§ What is being asked:
What follows are records. Restate all of them word for word.

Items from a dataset
________________

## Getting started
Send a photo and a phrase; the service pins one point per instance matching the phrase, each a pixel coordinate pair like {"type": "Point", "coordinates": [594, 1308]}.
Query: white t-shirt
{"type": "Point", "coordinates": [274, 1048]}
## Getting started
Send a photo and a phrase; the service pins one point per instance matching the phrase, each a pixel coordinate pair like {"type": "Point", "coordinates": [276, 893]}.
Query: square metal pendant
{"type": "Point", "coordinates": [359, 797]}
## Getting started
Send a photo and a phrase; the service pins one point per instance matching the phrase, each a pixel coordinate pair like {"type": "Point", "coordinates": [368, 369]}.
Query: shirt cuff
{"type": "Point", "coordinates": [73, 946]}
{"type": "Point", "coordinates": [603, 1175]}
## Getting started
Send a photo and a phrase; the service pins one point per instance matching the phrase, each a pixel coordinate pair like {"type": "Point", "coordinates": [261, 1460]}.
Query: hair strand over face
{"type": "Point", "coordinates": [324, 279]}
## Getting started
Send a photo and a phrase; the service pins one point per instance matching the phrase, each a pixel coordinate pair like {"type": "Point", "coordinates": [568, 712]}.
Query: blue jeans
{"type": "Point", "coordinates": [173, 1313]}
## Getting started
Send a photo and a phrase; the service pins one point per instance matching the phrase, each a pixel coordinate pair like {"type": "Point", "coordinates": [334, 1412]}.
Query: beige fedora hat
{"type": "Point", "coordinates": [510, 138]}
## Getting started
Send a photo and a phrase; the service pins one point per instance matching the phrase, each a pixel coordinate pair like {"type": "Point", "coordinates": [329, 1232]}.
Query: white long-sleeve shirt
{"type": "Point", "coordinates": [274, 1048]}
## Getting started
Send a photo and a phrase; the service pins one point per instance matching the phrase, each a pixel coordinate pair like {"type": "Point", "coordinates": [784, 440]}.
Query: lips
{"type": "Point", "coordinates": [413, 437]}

________________

§ Reply:
## Getting started
Send a photo and a phrase; the service pins one point per instance matching the phrase, each a pixel coordinate pair like {"type": "Point", "coordinates": [594, 1308]}.
Query: white t-shirt
{"type": "Point", "coordinates": [274, 1048]}
## Getting started
Send a photo and a phrase; the service pins one point per instance matching the phrase, each a pixel coordinate pair like {"type": "Point", "coordinates": [276, 893]}.
Query: square metal pendant
{"type": "Point", "coordinates": [359, 797]}
## Getting started
Send a photo and a phrase; the service pins one point per instance matching the phrase, each a pixel coordinate pair like {"type": "Point", "coordinates": [368, 369]}.
Query: shirt cuff
{"type": "Point", "coordinates": [73, 946]}
{"type": "Point", "coordinates": [603, 1175]}
## Getting started
Send a photo and a phrase; the service pins one point per instance matching the phrase, each a pixel coordinate pair like {"type": "Point", "coordinates": [261, 1460]}.
Query: hair strand over face
{"type": "Point", "coordinates": [324, 279]}
## Getting started
Send a photo and a phrase; the service pins one point per instance matching the phrase, each a pixel coordinate pair like {"type": "Point", "coordinates": [568, 712]}.
Query: blue jeans
{"type": "Point", "coordinates": [173, 1313]}
## Getting started
Send a photo and a phrase; the service pins one point per instance matching the phrase, each a pixel coordinate pair like {"type": "Point", "coordinates": [334, 1412]}.
Query: beige fedora hat
{"type": "Point", "coordinates": [510, 138]}
## Getting started
Send a photo and a phrase; the service pins one point per instance matching the phrase, each a pixel coordinate pair like {"type": "Point", "coordinates": [329, 1232]}.
Query: white long-sleeve shirt
{"type": "Point", "coordinates": [274, 1048]}
## Getting started
Send a photo and a phrase; the service pins one point per instance matching the phrase, each a pixel coordinate pair like {"type": "Point", "coordinates": [784, 440]}.
Query: lips
{"type": "Point", "coordinates": [413, 437]}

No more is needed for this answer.